(Dataset rows)
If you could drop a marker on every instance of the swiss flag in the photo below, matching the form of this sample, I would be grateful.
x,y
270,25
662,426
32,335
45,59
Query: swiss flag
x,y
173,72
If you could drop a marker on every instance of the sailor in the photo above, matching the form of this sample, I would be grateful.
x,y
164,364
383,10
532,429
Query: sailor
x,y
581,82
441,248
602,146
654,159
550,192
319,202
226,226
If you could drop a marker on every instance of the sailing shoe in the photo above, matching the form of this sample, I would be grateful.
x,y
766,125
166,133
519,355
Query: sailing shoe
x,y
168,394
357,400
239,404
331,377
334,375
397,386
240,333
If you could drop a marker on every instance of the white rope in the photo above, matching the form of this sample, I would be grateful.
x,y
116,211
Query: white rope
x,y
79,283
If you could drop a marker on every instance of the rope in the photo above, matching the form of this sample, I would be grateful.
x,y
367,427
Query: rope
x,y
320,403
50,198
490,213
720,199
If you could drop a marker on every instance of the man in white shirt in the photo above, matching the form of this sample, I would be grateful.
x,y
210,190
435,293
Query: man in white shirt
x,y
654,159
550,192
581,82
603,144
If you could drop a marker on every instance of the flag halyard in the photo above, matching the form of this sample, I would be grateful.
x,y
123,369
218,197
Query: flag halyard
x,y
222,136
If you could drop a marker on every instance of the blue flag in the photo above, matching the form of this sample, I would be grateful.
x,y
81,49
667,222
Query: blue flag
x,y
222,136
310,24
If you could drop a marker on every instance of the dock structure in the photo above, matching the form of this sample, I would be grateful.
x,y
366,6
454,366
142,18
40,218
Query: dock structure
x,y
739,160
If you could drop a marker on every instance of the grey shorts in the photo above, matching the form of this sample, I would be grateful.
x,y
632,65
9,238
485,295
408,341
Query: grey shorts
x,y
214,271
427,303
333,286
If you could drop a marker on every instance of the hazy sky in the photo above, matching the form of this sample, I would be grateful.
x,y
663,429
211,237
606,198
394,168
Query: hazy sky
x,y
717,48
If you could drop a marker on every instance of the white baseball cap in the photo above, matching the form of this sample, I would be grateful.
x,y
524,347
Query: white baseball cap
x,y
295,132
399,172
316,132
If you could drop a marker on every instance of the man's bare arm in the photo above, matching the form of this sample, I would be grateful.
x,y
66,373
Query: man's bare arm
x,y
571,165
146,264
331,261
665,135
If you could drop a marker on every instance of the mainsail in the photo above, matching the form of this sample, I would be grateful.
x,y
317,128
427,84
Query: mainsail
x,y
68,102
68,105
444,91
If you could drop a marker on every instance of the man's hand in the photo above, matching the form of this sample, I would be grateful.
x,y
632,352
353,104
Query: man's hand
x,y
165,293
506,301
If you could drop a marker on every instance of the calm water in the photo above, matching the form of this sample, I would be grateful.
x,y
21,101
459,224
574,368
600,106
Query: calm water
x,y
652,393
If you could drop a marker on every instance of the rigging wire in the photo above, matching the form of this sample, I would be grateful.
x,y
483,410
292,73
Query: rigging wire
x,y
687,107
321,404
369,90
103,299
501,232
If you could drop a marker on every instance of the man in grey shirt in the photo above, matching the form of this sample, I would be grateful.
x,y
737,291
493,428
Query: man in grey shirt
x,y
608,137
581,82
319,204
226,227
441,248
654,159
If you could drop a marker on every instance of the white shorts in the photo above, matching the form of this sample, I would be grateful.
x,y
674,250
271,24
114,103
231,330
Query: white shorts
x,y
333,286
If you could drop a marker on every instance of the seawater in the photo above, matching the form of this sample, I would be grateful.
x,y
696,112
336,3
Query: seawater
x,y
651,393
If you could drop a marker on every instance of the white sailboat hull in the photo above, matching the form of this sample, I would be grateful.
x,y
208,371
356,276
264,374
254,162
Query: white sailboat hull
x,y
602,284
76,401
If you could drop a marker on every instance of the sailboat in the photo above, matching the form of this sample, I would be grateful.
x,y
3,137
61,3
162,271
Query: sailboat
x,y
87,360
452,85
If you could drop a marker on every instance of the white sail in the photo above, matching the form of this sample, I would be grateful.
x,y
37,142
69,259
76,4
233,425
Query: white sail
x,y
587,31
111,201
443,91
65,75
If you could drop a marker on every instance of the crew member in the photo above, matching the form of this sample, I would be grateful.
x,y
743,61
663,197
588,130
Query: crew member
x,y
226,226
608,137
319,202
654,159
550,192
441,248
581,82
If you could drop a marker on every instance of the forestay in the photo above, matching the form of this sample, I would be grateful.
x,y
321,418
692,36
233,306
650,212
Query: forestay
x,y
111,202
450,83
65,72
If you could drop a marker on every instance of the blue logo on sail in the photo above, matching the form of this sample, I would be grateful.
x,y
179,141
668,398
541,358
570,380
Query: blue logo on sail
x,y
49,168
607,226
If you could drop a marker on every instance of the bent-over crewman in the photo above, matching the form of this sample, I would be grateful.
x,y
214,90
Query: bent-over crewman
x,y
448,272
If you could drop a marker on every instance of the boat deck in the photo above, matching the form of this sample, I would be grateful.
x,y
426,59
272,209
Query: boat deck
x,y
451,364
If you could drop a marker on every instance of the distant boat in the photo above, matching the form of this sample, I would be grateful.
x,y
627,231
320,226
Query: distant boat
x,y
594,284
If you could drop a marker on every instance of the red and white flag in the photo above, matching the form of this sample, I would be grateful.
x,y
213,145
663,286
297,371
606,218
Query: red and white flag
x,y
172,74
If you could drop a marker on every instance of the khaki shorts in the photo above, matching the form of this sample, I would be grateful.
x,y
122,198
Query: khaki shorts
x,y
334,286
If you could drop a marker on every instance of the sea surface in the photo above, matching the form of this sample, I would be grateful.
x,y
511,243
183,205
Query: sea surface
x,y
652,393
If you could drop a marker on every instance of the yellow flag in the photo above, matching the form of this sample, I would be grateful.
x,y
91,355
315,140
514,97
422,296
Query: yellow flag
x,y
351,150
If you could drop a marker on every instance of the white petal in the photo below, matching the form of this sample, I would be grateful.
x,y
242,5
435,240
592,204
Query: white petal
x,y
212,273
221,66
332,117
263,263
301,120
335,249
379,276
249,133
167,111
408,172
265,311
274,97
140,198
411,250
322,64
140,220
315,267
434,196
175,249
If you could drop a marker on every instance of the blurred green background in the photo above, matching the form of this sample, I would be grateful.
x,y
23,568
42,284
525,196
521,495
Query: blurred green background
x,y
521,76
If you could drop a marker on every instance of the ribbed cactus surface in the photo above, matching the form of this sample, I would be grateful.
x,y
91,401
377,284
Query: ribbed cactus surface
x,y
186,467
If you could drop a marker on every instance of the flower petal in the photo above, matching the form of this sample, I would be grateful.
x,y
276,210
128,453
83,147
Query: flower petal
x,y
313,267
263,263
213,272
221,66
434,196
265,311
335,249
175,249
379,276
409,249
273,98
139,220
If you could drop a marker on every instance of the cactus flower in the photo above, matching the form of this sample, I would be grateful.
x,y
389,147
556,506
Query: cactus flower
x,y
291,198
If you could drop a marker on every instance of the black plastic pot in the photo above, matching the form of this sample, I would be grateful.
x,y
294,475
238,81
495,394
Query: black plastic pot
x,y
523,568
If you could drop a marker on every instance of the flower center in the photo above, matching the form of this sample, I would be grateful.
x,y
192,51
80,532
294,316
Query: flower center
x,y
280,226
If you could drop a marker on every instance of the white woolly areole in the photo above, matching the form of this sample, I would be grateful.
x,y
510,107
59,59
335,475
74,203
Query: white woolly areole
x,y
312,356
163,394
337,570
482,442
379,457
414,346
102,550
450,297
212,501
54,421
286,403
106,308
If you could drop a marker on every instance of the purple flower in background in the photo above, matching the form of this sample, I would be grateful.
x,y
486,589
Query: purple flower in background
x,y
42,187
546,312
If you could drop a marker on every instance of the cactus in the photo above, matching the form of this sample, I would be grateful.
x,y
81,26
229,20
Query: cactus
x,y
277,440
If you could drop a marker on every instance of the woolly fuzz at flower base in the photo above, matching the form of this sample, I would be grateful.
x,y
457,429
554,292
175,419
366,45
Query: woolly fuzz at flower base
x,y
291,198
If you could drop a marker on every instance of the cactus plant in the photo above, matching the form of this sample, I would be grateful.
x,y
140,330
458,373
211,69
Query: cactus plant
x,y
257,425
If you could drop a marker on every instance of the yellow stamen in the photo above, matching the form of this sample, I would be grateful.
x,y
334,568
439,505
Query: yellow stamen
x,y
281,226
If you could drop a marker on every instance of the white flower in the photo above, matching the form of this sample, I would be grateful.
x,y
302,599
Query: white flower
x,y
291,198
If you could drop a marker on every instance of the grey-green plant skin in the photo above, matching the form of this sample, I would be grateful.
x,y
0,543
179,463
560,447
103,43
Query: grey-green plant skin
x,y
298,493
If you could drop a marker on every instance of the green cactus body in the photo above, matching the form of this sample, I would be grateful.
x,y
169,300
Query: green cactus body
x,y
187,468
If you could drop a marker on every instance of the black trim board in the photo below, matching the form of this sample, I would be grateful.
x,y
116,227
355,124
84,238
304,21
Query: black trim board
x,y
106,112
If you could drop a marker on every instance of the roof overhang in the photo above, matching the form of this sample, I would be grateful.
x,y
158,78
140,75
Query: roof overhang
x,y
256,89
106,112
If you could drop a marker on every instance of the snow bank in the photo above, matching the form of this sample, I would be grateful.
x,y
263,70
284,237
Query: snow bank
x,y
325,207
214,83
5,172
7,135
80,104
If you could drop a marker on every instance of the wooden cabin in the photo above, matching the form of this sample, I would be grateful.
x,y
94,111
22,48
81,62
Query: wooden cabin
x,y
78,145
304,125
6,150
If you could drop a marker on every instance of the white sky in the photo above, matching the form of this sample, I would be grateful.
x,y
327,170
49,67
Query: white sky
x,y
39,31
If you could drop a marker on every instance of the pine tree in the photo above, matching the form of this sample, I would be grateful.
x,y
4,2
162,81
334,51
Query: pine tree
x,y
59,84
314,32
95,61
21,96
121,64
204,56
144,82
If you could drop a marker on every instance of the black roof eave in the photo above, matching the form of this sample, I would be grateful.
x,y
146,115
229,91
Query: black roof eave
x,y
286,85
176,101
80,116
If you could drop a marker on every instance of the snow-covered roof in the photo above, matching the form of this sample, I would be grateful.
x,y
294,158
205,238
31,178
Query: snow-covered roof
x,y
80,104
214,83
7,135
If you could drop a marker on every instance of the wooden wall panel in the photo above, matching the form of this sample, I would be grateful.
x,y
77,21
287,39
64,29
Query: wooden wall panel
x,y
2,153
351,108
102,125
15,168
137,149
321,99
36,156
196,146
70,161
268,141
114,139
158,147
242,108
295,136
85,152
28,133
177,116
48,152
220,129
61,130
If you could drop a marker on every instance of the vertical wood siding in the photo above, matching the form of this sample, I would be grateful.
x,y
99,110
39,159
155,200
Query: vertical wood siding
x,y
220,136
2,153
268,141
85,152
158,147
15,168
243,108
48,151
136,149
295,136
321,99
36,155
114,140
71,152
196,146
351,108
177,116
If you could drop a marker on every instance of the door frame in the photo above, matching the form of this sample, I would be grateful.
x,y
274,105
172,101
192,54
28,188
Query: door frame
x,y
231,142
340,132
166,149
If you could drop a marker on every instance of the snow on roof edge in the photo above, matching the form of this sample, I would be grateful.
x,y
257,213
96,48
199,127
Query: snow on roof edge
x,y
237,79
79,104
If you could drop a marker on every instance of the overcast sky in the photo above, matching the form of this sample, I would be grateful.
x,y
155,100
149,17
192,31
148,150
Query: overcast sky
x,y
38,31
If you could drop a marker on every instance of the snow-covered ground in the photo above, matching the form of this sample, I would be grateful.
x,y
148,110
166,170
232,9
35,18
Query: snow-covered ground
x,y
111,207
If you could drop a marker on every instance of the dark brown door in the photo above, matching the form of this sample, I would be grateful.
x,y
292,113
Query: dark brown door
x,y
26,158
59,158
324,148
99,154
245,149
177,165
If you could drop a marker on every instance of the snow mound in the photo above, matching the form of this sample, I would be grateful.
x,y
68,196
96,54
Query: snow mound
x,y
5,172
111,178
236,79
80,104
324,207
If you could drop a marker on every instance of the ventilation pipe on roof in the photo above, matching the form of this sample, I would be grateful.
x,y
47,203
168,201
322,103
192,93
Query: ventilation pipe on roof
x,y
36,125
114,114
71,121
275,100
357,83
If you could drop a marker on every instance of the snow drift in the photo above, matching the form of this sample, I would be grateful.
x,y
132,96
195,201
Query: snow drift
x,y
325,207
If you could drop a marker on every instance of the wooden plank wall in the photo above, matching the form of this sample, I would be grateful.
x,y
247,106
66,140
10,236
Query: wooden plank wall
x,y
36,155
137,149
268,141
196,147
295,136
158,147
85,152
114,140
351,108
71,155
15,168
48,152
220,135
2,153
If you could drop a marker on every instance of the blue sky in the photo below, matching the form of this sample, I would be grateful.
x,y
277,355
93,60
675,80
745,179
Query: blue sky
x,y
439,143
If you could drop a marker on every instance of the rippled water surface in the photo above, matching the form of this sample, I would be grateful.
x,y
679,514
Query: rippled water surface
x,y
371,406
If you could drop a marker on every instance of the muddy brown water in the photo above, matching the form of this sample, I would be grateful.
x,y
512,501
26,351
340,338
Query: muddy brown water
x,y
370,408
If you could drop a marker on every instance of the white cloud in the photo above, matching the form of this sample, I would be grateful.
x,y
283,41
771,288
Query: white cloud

__STATED GOAL__. Please retype, exactly as written, every line from the line containing "the wooden plank" through the last line of the records above, including both of those lines, and nothing else.

__REPLY__.
If you could drop a marker on every instance of the wooden plank wall in the photo above, matching the form of this sample, I would be grateful.
x,y
247,106
66,140
10,236
Query: wooden plank wall
x,y
36,155
137,149
268,141
196,147
295,136
158,147
85,152
114,140
351,108
71,155
15,168
48,152
220,135
2,153
If you could drop a marker on every instance of the blue sky in the photo below, matching the form of this sample, I would be grateful.
x,y
277,355
93,60
675,80
745,179
Query: blue sky
x,y
439,143
If you could drop a marker on every instance of the rippled water surface in the photo above, matching the form of this sample, I would be grateful.
x,y
679,514
Query: rippled water surface
x,y
371,406
If you could drop a marker on every instance of the muddy brown water in the photo above, matching the form of this sample, I would be grateful.
x,y
512,501
26,351
340,338
Query: muddy brown water
x,y
370,408
If you could drop a marker on every instance of the white cloud in the photo above, matching the form of this sample, I would be grateful.
x,y
283,41
771,288
Query: white cloud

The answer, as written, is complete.